Please rewrite the entries from the line containing "truck windshield, one" through the end of the entries, changing "windshield" to "front window" and leaving everything else as it is. Return only those lines.

- DATA IN THIS EXERCISE
_____
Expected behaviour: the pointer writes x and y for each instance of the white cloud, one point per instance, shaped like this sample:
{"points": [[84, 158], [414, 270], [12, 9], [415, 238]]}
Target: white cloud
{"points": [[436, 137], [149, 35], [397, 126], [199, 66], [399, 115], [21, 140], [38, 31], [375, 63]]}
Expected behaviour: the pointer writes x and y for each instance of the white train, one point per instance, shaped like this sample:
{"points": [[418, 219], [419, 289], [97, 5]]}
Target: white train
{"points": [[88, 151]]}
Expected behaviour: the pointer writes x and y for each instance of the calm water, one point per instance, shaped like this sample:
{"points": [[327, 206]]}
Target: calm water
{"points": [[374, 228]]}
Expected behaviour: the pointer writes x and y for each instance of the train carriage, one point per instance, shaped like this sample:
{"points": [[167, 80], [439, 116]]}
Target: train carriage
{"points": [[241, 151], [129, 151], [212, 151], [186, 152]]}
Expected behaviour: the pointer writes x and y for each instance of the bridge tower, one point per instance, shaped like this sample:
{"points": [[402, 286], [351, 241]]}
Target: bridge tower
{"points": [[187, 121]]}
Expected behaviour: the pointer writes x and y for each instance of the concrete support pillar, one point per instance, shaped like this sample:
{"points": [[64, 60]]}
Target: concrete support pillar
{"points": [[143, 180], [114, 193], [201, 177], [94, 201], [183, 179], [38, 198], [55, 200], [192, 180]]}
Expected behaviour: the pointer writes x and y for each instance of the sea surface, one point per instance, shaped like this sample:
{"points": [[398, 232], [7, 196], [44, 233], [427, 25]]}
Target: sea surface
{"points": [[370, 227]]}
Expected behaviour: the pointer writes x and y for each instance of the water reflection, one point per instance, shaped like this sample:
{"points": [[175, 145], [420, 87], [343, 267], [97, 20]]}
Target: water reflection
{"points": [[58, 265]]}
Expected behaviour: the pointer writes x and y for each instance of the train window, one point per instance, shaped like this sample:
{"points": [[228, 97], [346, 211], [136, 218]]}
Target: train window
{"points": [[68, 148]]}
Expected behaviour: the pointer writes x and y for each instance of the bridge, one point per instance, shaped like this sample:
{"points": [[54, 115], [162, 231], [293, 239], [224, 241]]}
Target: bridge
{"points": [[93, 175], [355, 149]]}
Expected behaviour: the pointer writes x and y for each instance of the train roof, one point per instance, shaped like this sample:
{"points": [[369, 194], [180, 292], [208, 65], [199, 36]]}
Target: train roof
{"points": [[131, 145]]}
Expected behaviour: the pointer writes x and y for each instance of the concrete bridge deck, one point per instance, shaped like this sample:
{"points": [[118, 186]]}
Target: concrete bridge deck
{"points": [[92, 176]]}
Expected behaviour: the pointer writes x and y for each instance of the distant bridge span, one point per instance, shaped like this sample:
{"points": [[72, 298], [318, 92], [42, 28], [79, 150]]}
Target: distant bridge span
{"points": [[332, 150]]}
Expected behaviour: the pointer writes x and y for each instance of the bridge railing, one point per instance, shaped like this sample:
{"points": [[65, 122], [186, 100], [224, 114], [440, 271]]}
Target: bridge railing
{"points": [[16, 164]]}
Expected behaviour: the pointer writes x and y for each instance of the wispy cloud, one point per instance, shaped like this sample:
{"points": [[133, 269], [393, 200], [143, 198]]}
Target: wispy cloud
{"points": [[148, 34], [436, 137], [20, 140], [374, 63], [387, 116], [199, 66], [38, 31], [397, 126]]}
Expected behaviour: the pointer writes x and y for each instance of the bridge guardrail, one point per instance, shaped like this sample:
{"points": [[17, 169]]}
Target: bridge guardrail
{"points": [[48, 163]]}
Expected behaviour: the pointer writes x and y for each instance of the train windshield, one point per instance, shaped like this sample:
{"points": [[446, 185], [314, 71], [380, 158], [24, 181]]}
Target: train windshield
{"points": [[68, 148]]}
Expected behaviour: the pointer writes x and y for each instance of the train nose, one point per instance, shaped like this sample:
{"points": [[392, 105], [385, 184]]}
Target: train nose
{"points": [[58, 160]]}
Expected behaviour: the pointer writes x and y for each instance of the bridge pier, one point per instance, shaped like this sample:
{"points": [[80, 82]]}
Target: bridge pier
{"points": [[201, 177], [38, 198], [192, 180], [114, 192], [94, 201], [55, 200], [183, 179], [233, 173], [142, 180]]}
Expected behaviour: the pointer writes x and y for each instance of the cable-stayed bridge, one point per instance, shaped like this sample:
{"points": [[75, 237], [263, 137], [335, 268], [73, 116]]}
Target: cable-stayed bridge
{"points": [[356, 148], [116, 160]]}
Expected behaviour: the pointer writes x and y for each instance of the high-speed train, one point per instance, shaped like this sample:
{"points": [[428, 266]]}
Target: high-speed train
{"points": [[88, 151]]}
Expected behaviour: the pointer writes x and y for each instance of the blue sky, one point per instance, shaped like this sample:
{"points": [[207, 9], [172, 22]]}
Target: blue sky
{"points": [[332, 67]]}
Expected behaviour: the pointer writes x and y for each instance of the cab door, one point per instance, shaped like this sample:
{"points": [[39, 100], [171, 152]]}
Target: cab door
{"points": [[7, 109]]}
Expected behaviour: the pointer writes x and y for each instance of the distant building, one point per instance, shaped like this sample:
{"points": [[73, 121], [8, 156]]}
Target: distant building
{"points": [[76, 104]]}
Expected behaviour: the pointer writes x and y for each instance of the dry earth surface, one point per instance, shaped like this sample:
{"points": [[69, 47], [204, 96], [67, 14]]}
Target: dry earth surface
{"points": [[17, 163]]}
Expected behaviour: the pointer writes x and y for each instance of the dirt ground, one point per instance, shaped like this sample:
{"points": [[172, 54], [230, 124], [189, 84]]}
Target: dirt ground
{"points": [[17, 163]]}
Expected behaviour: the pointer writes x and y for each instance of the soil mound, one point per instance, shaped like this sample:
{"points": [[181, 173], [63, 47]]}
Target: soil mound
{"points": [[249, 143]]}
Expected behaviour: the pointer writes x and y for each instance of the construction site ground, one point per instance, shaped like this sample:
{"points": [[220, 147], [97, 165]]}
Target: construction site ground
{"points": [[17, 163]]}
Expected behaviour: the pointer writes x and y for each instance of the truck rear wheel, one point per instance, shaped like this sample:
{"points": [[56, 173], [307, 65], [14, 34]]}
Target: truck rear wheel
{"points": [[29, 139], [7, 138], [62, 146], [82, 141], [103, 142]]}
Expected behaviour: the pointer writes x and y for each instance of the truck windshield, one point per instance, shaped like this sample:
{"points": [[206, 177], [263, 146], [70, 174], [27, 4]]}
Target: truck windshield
_____
- RESULT BELOW
Expected behaviour: the pointer writes x and y for each instance of the truck front window, one point per instance, shaped like this sample:
{"points": [[206, 177], [263, 146], [70, 174], [27, 4]]}
Target: truck front window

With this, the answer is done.